# Goal:
Starting at the line that contains "Practice. Locate the tomato" and continuing through the final line of the listing below, rewrite those lines as a numbered list, leaving out any blank lines.

# Data for processing:

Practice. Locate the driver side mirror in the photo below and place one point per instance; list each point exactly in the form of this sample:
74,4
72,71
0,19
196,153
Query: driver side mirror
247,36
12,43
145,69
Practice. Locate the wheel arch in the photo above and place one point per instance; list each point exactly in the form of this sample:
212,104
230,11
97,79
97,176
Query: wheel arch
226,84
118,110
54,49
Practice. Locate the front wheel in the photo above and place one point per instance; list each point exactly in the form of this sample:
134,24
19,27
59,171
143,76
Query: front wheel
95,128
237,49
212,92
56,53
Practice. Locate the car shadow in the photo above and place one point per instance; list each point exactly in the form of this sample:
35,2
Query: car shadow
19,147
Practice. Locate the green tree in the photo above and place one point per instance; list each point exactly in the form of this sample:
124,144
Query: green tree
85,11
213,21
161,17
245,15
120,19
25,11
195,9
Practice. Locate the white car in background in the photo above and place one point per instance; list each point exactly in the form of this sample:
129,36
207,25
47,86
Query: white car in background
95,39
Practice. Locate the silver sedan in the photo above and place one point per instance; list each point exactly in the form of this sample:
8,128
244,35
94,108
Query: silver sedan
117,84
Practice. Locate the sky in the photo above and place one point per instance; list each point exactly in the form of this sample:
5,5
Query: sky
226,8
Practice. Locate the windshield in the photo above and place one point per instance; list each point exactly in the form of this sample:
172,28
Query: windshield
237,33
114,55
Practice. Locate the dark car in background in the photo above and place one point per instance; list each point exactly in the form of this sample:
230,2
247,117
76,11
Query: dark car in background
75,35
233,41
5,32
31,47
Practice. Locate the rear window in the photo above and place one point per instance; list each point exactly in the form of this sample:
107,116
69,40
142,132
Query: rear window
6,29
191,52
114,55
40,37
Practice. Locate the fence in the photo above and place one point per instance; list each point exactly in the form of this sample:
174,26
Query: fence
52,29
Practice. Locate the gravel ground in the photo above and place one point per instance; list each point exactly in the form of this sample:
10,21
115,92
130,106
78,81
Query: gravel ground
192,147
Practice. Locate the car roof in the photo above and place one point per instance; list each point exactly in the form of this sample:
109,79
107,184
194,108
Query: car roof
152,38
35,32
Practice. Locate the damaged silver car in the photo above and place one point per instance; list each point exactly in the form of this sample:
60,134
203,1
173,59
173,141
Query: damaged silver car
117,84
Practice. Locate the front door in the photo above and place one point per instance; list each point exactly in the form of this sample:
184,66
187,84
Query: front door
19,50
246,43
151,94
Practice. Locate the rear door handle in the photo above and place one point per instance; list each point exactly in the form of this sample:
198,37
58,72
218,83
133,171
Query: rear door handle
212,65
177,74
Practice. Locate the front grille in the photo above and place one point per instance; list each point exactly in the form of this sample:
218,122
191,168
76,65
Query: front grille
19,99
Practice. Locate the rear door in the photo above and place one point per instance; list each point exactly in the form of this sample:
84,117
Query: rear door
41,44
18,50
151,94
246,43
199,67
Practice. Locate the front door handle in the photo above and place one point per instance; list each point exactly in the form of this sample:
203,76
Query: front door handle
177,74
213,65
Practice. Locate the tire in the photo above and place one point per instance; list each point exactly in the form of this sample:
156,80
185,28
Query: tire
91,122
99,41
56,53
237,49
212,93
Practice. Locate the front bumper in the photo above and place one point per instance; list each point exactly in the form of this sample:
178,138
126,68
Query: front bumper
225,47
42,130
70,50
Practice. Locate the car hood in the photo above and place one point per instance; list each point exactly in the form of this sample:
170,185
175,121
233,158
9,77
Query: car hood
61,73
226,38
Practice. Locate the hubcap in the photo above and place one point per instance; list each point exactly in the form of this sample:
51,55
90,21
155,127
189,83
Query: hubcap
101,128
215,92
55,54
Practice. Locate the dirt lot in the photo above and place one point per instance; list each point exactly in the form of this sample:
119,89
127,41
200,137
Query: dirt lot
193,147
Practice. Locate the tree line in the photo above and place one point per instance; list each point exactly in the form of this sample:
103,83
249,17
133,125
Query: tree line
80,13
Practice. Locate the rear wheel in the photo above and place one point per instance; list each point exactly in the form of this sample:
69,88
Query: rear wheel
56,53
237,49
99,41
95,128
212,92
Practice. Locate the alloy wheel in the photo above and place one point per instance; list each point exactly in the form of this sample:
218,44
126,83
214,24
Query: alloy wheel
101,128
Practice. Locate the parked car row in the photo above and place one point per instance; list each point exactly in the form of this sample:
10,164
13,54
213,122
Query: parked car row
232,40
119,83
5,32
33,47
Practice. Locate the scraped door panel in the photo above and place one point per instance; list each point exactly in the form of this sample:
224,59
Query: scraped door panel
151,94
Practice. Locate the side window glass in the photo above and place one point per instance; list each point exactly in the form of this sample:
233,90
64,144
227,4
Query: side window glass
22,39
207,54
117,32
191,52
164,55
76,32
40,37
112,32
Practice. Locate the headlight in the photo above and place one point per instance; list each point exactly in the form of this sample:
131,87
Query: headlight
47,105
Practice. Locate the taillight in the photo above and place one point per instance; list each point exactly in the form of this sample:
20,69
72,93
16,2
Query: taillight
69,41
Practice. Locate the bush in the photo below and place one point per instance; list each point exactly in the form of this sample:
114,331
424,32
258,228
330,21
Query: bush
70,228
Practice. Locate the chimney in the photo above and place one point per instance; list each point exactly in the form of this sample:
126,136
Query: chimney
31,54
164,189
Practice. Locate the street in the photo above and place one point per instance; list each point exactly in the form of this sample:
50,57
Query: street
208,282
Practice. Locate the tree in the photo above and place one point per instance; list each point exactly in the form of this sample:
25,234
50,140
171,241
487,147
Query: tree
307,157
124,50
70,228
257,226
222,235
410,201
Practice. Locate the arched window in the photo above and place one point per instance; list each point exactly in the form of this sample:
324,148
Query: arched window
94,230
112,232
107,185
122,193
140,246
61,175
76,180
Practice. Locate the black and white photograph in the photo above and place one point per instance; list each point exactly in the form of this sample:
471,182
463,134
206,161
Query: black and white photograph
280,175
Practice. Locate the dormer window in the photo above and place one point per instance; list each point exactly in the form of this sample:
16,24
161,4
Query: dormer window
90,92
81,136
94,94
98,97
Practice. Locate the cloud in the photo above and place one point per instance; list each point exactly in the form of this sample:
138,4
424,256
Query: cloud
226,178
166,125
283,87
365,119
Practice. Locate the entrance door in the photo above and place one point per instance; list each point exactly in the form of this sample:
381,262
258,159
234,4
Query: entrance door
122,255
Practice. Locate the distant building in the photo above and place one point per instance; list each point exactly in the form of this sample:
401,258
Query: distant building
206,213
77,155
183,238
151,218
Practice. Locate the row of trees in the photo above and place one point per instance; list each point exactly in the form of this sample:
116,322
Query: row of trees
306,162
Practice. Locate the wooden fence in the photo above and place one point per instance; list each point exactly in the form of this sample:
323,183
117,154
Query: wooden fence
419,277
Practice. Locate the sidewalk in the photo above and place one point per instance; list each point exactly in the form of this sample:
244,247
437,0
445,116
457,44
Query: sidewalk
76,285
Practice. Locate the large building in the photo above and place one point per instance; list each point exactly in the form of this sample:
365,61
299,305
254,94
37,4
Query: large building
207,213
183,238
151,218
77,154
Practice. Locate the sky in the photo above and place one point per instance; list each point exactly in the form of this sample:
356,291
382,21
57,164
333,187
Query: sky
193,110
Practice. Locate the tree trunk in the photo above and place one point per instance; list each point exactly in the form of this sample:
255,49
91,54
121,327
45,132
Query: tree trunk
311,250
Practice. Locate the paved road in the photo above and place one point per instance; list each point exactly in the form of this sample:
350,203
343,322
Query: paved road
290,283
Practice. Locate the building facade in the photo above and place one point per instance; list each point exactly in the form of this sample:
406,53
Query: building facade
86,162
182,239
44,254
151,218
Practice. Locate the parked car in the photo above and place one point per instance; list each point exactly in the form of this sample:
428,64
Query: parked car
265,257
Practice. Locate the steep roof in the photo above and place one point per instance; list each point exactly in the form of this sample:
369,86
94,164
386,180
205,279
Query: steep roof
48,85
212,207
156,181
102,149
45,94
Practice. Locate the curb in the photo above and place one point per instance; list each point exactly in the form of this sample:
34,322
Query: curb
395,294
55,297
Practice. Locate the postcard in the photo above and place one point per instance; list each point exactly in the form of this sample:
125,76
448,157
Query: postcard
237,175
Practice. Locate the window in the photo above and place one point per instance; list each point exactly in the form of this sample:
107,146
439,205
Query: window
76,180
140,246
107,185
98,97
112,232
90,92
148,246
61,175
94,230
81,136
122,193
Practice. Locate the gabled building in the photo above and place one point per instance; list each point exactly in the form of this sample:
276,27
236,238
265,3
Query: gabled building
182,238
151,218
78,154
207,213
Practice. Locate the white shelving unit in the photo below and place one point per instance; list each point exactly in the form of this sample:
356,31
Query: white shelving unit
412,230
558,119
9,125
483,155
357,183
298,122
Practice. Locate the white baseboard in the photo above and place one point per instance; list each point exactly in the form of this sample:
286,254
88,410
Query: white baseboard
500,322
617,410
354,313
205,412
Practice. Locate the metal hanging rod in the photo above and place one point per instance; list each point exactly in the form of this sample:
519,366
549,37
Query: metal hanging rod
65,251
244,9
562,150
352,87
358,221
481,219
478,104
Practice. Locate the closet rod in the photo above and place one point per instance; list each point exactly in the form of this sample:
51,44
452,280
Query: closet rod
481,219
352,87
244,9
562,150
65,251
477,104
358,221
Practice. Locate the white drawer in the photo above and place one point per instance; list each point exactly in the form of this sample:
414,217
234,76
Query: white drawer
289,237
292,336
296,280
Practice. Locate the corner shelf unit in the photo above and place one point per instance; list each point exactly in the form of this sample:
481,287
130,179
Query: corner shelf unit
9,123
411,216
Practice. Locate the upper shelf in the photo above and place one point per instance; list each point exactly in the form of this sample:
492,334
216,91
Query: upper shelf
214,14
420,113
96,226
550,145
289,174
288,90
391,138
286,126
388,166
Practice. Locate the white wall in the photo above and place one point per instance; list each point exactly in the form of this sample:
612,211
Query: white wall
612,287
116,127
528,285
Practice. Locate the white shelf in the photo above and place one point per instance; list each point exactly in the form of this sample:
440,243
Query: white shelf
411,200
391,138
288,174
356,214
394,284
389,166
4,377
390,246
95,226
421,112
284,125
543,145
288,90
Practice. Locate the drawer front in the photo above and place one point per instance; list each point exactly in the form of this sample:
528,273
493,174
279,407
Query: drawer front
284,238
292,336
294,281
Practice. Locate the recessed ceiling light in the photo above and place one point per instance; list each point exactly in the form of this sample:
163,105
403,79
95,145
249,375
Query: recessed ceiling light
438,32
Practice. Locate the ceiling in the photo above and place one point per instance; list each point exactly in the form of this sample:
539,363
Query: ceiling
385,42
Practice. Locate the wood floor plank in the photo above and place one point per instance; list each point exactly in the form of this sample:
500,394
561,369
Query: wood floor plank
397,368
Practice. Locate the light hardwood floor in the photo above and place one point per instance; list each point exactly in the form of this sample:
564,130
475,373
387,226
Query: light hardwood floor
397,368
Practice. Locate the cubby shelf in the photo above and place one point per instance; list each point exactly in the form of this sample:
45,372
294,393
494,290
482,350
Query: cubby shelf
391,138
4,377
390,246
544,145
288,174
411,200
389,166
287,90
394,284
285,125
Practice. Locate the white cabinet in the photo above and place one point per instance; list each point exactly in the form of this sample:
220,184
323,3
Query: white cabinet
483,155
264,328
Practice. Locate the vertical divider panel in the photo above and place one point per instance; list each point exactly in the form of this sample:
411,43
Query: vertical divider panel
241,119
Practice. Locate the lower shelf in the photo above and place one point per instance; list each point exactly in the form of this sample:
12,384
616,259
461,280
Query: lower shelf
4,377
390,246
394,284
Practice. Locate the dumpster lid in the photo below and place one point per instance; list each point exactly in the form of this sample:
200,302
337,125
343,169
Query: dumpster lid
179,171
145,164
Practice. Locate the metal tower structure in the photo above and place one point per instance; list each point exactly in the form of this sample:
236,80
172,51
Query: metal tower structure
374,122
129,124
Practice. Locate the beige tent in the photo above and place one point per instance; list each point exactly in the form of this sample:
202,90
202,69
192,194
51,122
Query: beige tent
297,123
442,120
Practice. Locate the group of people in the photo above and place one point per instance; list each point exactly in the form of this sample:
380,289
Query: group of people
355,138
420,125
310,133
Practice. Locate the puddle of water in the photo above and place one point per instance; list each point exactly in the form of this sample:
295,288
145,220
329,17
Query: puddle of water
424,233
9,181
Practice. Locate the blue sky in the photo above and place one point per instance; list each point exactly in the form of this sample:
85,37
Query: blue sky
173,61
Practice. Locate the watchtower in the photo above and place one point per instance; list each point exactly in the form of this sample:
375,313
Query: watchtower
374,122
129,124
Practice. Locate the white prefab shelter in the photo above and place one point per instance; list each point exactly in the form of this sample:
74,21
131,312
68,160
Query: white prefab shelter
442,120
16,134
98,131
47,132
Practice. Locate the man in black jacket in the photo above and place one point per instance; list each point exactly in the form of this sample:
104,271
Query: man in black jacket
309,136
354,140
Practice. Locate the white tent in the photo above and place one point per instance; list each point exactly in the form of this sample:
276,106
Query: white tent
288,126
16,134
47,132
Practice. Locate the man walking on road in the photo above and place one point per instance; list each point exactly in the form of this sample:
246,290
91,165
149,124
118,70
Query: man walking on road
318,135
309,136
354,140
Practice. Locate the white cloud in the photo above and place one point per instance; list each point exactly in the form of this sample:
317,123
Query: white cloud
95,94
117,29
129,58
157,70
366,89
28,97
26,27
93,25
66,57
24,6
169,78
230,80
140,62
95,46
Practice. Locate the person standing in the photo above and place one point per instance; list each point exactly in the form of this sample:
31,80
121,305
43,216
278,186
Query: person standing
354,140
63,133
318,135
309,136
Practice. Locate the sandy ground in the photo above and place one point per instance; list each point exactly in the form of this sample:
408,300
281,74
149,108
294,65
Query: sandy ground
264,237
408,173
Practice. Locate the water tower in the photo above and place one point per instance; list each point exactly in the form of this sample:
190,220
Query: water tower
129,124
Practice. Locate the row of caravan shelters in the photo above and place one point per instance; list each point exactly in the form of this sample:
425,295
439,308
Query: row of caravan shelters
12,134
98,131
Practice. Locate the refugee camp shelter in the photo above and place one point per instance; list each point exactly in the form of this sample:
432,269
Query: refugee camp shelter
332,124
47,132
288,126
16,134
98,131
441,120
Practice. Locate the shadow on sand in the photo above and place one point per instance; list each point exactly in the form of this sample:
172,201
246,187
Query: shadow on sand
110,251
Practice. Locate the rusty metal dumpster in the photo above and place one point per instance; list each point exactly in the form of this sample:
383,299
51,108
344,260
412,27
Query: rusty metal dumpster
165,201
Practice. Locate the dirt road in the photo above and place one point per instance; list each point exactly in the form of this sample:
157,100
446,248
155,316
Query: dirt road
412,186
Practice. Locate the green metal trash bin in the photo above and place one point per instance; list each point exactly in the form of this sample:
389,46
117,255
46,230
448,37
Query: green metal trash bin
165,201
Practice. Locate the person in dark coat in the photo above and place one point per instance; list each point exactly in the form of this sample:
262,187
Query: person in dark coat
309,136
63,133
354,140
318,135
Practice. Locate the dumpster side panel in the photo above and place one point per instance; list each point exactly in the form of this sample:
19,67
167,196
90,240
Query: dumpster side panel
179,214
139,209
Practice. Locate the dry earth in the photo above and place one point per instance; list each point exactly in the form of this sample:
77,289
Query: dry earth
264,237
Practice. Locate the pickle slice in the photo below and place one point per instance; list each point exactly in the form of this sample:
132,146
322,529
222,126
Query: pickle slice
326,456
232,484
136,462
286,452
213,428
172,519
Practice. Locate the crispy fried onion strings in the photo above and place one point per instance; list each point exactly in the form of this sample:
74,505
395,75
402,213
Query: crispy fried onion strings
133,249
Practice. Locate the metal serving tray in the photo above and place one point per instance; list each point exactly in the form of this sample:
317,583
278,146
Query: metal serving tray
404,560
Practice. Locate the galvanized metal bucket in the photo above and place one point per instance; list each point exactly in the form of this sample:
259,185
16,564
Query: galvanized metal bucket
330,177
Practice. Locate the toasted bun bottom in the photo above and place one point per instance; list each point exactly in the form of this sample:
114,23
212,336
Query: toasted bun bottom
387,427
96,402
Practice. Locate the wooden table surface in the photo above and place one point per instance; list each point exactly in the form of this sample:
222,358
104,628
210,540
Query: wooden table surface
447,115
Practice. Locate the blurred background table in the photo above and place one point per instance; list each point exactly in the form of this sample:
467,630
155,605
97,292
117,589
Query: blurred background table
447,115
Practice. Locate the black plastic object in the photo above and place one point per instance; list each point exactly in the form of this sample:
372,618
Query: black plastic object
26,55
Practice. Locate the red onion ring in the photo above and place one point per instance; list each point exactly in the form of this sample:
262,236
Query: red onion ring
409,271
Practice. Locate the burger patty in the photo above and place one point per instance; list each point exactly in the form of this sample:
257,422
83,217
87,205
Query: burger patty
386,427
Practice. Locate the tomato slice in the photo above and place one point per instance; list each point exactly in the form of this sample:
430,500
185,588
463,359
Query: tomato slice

# Answer to the problem:
1. Practice. Locate the tomato slice in the photo above and place one point per instance; list each point exactly in the form of this sample:
2. 430,500
3. 185,588
4. 463,359
5. Query: tomato slice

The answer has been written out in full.